The input:
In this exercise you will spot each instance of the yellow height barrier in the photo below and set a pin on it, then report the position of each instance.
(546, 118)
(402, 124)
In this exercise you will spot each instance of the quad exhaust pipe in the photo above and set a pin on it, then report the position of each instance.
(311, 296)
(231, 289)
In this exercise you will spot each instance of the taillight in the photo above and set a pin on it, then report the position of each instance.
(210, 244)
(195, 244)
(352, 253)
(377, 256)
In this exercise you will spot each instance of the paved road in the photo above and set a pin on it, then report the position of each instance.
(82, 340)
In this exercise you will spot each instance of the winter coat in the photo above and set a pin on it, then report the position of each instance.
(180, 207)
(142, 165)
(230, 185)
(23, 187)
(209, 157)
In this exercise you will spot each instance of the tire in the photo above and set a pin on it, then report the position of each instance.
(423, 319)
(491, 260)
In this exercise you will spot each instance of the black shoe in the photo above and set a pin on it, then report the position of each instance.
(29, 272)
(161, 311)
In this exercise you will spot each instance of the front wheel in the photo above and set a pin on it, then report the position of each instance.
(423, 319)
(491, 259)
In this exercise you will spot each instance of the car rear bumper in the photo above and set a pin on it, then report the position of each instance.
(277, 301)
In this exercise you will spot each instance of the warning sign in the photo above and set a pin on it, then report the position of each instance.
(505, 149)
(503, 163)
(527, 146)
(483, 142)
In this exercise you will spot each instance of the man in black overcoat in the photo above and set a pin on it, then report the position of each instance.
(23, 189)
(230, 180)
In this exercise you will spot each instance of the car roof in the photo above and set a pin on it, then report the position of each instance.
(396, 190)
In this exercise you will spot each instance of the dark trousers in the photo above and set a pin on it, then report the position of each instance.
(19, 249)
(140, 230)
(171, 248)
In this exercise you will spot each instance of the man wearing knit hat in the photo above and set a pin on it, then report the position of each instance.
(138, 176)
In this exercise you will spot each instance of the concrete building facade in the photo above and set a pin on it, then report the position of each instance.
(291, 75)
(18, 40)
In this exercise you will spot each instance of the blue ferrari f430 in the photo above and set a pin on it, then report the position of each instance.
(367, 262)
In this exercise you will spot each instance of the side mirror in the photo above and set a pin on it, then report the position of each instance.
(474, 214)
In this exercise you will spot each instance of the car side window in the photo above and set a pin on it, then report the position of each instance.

Task:
Copy all of the data above verbatim, line by line.

Expected output:
In this exercise you will spot each instance of the yellow height barrier in the photo below and set a pin on it, then report the position of each instance.
(546, 118)
(402, 124)
In this exercise you will spot each instance of the quad exhaust pipe in the photo above and set a pin on it, then report the position of each instance.
(311, 296)
(231, 289)
In this exercise you will spot each instance of the taillight in the photo above and set a pin on it, then report the position of each instance.
(210, 244)
(195, 244)
(352, 253)
(377, 256)
In this exercise you will spot each instance of the paved road in the photo above and set a pin on it, then report the position of each instance.
(82, 340)
In this exercise you will spot each instance of the winter coat in the photo above and set a pin on it, then report the position of each instance.
(180, 207)
(142, 165)
(230, 185)
(23, 187)
(209, 157)
In this exercise you will spot each instance of the tire in the photo above and set a pin on it, then report the position of each instance.
(423, 319)
(491, 260)
In this exercise you will spot each instance of the black shoe in the photo above and set a pin on it, then report the position of each instance.
(29, 272)
(161, 311)
In this exercise you will spot each instance of the front wheel in the photo above and set a pin on it, then report the position of each instance.
(423, 319)
(491, 259)
In this exercise you will spot each instance of the car rear bumper in the photo above and set a pin on it, then report the position of each instance.
(277, 301)
In this exercise you will spot each instance of the warning sign in the photo above and set a pin on it, then report the position of each instance.
(505, 149)
(503, 163)
(527, 146)
(483, 142)
In this exercise you will spot each instance of the man in black overcoat in the photo above and set a pin on it, then report the position of each instance.
(23, 189)
(230, 180)
In this exercise you will spot each instance of the car roof in the photo above and set a pin on it, then report the position of each instance.
(396, 190)
In this exercise you will spot each instance of the dark trousers in the photo above and set a pin on it, then report the position of each instance.
(19, 249)
(140, 230)
(171, 248)
In this exercise you will spot each instance of the man wearing knit hat in the photo above and set a pin on it, then report the position of each instance.
(138, 176)
In this exercise you will spot each instance of the concrete building facade in the photo above and set a pin on it, then report the position of each instance.
(291, 75)
(18, 40)
In this exercise you will spot each instance of the blue ferrari f430 in the photo above and set a pin on it, then report the position of each instance.
(367, 262)
In this exercise you will spot each instance of the side mirror in the photo above and set a pin on it, then report the position of each instance.
(474, 214)
In this exercise you will spot each instance of the car side window in the photo above and set a pin on it, then report the position of each instance.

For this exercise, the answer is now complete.